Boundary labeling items
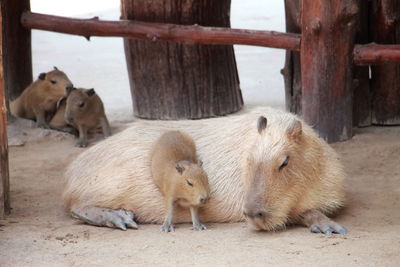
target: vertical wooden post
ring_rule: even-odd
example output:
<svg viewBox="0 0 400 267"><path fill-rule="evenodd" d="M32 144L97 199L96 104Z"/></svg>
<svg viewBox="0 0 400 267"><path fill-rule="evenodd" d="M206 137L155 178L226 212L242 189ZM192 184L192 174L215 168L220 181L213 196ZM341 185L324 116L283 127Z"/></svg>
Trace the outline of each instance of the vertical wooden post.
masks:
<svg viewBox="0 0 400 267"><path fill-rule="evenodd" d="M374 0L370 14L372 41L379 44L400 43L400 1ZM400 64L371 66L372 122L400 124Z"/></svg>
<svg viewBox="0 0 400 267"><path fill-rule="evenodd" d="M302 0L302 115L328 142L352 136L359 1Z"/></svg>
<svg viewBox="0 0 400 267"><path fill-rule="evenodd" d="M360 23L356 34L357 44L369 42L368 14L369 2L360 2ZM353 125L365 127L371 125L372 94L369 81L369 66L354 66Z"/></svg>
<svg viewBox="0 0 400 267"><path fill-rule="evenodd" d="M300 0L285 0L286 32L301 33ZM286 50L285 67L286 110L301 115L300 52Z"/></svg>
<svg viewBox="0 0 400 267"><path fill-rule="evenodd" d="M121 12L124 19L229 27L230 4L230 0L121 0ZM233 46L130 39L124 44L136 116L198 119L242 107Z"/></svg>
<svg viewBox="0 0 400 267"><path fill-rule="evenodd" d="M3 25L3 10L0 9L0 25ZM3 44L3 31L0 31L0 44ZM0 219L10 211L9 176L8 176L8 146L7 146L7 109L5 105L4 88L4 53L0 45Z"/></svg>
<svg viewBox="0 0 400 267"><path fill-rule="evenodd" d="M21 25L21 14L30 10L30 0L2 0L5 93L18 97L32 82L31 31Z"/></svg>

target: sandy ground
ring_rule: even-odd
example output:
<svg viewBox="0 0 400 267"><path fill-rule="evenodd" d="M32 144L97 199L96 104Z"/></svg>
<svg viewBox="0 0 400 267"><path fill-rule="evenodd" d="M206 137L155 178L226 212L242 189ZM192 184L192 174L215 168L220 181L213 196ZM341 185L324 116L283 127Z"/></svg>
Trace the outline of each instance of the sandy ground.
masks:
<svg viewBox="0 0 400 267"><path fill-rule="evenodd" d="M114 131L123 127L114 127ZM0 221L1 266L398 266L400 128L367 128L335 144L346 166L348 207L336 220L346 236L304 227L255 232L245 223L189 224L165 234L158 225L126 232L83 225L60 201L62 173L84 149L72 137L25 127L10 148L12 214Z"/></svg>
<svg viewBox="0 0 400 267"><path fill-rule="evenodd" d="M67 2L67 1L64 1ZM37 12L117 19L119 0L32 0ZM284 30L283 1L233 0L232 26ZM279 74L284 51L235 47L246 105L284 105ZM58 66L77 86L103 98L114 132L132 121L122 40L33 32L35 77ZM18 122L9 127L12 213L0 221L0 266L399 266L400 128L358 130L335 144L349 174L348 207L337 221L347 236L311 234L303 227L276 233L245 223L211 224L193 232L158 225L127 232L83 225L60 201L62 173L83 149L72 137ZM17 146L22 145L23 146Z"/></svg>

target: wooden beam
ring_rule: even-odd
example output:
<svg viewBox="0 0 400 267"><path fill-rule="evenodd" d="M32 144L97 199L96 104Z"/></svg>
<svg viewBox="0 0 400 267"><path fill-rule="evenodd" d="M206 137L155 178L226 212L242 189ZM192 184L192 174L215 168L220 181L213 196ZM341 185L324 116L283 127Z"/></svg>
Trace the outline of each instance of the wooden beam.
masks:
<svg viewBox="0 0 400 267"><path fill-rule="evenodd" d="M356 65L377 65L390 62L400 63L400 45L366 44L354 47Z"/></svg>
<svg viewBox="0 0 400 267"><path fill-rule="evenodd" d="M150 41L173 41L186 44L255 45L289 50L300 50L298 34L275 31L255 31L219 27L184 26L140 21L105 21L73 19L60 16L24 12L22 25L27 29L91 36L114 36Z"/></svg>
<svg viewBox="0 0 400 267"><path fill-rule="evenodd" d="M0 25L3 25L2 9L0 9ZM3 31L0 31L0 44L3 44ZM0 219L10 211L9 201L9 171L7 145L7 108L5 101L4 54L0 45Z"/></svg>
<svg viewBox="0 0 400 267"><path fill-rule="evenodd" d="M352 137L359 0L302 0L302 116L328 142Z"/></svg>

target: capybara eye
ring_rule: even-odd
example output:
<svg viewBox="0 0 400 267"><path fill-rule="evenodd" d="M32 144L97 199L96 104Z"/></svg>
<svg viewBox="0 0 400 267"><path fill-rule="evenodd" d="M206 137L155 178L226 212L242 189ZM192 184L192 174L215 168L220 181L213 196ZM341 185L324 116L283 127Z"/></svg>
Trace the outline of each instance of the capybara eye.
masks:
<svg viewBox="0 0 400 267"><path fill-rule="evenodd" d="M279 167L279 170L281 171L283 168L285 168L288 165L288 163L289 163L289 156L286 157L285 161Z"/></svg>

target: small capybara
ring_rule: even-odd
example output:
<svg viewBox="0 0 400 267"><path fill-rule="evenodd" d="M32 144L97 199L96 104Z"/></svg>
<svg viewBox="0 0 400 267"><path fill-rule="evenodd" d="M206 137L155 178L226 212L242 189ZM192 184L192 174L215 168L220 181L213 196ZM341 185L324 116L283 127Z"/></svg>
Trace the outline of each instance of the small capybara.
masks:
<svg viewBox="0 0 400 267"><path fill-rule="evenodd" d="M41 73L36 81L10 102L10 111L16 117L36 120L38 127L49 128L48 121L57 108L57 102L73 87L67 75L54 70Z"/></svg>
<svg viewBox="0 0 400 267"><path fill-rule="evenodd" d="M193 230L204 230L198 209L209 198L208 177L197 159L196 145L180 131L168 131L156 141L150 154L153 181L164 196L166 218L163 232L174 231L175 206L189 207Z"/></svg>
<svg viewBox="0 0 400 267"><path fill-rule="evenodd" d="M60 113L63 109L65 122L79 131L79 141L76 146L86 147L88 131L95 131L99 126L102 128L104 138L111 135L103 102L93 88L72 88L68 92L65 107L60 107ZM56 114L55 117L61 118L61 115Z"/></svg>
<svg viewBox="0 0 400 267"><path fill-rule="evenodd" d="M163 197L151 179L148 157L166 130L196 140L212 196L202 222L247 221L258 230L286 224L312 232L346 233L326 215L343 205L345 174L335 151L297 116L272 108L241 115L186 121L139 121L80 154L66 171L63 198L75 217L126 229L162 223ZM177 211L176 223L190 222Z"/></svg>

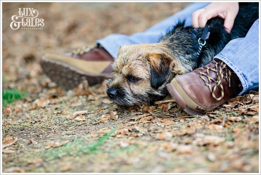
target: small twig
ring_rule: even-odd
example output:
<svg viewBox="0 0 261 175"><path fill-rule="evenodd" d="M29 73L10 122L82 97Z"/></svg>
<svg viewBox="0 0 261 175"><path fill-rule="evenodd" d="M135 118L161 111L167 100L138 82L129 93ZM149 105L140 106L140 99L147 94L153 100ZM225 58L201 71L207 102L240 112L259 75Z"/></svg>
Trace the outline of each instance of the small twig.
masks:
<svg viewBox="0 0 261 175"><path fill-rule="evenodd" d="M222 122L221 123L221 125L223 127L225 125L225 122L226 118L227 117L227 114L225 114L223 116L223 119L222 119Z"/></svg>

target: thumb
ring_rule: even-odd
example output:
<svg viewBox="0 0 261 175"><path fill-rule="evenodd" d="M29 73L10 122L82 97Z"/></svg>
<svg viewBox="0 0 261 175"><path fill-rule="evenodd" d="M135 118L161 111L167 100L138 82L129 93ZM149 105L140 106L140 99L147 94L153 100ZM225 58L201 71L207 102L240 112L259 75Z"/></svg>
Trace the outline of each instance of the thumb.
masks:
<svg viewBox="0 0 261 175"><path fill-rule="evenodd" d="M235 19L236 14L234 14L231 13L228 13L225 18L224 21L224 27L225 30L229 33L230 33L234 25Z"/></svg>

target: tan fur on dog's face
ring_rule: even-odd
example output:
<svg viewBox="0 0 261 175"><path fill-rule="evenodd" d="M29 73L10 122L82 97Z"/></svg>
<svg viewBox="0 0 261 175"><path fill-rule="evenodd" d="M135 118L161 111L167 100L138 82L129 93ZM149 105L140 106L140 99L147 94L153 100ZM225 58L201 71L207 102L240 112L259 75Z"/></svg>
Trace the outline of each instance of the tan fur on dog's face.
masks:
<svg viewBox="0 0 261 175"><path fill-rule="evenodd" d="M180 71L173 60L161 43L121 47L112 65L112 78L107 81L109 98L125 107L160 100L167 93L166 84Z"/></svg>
---
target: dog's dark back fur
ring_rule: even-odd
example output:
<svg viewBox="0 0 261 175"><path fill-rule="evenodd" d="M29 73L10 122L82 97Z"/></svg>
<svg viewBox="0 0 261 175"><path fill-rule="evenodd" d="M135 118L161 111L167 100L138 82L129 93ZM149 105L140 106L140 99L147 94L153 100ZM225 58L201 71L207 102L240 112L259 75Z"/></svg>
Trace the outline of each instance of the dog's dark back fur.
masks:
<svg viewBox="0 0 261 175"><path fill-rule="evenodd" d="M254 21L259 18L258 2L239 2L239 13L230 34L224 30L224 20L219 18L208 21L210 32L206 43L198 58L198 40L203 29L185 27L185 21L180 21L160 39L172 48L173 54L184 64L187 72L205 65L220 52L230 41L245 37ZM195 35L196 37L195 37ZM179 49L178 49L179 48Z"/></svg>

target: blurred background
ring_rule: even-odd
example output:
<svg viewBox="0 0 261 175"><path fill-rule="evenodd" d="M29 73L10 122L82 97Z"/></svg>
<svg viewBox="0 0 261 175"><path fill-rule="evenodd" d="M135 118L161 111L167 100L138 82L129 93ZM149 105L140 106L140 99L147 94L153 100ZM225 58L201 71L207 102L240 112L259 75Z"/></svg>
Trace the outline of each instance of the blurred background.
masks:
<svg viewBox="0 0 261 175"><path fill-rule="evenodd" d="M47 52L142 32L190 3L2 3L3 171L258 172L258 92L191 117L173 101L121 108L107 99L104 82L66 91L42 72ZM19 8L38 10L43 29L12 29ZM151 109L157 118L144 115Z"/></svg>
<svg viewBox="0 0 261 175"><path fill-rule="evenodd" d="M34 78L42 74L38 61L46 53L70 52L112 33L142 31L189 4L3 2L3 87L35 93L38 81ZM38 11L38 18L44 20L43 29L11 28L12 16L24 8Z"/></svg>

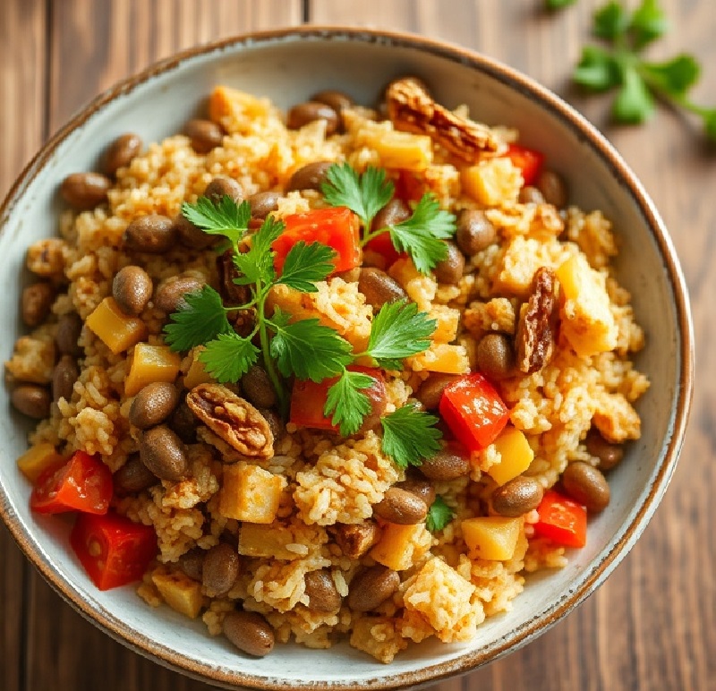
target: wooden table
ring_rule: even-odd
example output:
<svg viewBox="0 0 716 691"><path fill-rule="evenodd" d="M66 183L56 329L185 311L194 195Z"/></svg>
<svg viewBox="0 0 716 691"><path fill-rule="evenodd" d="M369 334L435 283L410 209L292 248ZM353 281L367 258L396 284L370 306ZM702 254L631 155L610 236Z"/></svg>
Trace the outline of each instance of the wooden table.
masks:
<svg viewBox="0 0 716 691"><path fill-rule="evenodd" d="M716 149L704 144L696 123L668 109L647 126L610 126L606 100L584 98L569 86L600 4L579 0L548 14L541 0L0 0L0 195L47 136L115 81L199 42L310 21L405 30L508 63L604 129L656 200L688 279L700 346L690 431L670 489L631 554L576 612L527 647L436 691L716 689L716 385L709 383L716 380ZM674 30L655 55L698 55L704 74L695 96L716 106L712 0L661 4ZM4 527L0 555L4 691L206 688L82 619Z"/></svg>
* * *
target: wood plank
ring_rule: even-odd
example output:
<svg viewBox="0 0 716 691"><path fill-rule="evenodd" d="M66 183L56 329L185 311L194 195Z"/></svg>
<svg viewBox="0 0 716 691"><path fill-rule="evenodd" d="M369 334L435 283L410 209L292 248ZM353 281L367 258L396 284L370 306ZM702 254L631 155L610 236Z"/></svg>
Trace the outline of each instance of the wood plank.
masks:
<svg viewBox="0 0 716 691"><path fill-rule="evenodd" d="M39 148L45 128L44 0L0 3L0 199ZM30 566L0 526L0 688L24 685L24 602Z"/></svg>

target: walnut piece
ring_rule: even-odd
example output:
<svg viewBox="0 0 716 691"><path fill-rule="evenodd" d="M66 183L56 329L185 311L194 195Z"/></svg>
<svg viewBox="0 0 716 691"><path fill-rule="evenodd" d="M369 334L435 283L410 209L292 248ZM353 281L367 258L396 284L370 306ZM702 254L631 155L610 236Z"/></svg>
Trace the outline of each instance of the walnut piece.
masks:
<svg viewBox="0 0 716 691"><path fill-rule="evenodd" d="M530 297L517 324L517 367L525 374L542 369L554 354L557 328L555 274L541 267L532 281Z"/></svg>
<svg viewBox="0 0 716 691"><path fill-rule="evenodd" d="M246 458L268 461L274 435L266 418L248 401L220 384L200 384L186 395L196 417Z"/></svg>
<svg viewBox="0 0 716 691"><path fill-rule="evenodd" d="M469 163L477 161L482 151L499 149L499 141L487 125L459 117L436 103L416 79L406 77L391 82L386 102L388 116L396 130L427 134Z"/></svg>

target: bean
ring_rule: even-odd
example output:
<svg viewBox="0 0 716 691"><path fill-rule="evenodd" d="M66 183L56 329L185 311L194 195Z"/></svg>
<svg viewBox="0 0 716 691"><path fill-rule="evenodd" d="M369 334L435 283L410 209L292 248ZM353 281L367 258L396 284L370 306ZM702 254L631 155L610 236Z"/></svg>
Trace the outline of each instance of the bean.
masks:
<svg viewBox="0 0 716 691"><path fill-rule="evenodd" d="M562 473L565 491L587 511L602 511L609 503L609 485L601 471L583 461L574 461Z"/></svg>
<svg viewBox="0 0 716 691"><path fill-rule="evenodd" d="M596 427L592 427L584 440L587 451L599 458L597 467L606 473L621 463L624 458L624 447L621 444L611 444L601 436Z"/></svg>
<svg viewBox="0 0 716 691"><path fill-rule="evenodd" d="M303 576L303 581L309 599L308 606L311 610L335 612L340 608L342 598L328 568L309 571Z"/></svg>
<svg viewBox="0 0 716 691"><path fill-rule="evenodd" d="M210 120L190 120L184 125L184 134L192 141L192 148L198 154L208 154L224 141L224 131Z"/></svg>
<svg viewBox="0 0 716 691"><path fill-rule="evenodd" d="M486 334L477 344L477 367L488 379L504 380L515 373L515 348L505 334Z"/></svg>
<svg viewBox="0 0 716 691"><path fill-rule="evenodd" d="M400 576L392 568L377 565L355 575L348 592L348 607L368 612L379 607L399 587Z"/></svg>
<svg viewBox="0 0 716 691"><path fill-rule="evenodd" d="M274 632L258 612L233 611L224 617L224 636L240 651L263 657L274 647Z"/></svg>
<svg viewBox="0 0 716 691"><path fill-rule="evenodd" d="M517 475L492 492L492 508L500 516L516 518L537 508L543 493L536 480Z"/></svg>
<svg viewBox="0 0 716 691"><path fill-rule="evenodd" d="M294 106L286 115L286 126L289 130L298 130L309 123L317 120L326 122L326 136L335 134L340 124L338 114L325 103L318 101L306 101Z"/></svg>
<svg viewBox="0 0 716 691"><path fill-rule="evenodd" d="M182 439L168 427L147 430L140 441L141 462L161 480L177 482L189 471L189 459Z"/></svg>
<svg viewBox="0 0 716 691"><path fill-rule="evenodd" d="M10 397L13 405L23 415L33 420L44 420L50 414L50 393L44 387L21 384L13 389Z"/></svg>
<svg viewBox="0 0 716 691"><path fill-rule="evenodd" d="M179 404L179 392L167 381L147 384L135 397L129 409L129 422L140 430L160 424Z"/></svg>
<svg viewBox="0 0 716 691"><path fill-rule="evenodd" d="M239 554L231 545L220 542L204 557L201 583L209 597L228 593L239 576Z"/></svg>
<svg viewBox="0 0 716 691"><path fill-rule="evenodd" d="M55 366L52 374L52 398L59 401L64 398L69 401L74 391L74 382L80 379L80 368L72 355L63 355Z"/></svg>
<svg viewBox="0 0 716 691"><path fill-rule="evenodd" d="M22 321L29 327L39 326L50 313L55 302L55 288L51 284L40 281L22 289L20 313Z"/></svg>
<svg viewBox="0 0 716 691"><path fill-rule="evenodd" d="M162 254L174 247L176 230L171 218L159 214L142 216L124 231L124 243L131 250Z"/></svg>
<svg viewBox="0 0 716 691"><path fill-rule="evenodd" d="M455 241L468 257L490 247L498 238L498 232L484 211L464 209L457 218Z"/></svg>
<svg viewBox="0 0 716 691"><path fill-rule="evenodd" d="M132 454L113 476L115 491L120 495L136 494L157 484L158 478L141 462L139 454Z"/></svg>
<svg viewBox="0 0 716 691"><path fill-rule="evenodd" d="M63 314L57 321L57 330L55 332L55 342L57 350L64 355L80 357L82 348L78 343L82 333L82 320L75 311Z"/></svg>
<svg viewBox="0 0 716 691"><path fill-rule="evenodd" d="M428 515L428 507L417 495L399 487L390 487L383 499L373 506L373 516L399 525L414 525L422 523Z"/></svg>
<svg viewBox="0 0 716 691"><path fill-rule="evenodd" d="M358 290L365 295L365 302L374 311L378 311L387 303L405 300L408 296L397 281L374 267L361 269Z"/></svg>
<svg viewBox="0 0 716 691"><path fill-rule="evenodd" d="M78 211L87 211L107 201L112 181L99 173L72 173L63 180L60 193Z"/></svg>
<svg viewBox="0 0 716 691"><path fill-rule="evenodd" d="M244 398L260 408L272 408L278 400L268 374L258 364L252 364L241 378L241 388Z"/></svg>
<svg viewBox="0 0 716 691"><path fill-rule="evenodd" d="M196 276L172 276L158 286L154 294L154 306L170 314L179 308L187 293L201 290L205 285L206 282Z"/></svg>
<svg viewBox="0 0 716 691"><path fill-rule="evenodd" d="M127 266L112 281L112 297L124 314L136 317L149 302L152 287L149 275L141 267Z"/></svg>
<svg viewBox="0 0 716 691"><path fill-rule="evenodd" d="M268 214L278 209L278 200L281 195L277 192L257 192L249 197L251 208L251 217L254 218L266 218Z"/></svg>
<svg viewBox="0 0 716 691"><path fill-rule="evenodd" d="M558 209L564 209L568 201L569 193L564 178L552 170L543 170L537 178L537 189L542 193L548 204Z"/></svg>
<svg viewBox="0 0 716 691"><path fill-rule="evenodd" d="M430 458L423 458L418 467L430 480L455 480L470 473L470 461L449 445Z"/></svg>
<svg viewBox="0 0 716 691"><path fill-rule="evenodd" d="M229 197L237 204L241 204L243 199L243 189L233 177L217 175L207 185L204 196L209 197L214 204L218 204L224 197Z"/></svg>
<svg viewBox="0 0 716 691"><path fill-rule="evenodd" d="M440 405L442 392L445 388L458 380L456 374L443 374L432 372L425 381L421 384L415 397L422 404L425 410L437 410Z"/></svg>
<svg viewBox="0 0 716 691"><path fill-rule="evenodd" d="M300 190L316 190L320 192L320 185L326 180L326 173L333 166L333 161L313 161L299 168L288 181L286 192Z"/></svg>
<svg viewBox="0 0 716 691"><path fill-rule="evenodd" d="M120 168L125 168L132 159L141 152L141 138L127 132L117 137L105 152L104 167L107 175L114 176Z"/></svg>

* _To do_: Rewrite the listing starting at the line that has "target: wood plank" and ending after the line that has "163L477 161L482 151L499", changing "walnut piece" to "walnut half" and leaving everything else as it is.

* _Complete answer_:
target: wood plank
ring_rule: even-odd
example output:
<svg viewBox="0 0 716 691"><path fill-rule="evenodd" d="M66 183L56 329L185 311L194 195Z"/></svg>
<svg viewBox="0 0 716 691"><path fill-rule="evenodd" d="M369 334L435 283L410 209L292 248ZM353 281L367 258L396 284L370 306ZM702 254L631 155L610 236Z"/></svg>
Trace the outline of each instance of the wood plank.
masks:
<svg viewBox="0 0 716 691"><path fill-rule="evenodd" d="M39 148L45 128L44 0L0 3L0 199ZM30 566L0 526L0 688L24 685L24 602Z"/></svg>

target: walnut half
ring_rule: even-odd
example output:
<svg viewBox="0 0 716 691"><path fill-rule="evenodd" d="M66 183L56 329L185 311L194 195Z"/></svg>
<svg viewBox="0 0 716 691"><path fill-rule="evenodd" d="M369 334L435 283L410 209L292 248ZM353 281L367 258L396 284L370 306ZM702 254L631 155L610 236Z"/></svg>
Trace the outline of each instance of the walnut half.
masks:
<svg viewBox="0 0 716 691"><path fill-rule="evenodd" d="M530 297L517 324L517 367L525 374L542 369L554 354L557 328L555 274L541 267L532 281Z"/></svg>
<svg viewBox="0 0 716 691"><path fill-rule="evenodd" d="M246 458L268 461L274 435L266 418L248 401L220 384L200 384L186 395L196 417Z"/></svg>
<svg viewBox="0 0 716 691"><path fill-rule="evenodd" d="M469 163L477 161L482 151L499 149L499 141L487 125L459 117L436 103L416 79L406 77L391 82L386 102L388 116L396 130L427 134Z"/></svg>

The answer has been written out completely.